▸ Your task
Reproduce the records. Keep every word exact and include no images.

:::::

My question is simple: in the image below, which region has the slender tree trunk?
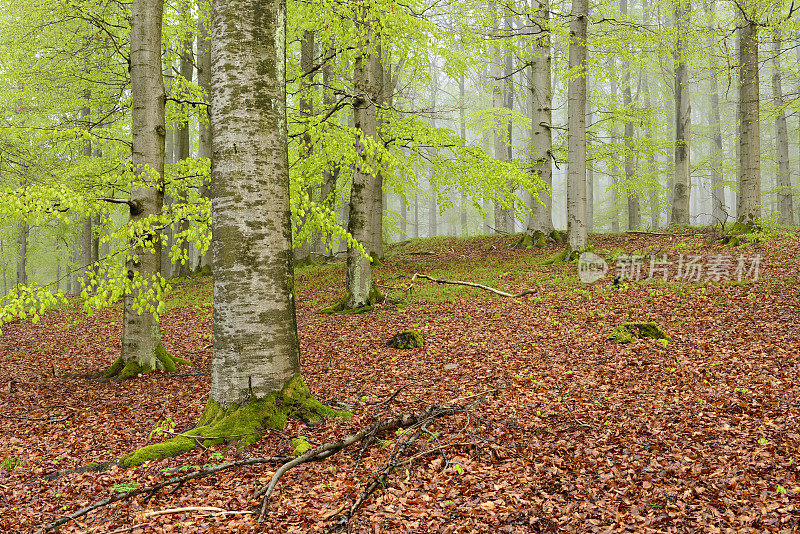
[173,22,194,276]
[736,5,761,220]
[619,0,642,230]
[706,0,728,224]
[586,108,594,234]
[489,3,509,233]
[318,47,339,253]
[772,31,794,226]
[525,1,553,245]
[567,0,589,251]
[369,42,387,259]
[17,222,31,286]
[344,15,378,309]
[608,56,620,232]
[428,60,439,237]
[208,0,300,409]
[670,0,692,225]
[458,67,469,236]
[294,30,318,265]
[197,0,214,269]
[108,0,166,379]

:::::

▸ Response below
My question is simple: in the image below, which region has the slender tree trunk?
[173,22,194,276]
[736,5,761,220]
[619,0,642,230]
[706,0,728,224]
[586,108,594,234]
[489,3,509,233]
[318,47,339,253]
[772,31,794,226]
[525,1,553,245]
[567,0,589,251]
[369,42,387,259]
[17,222,31,286]
[344,15,378,309]
[608,56,620,232]
[428,60,439,237]
[208,0,300,409]
[670,0,692,225]
[458,67,469,236]
[294,30,318,265]
[197,0,214,269]
[108,0,166,379]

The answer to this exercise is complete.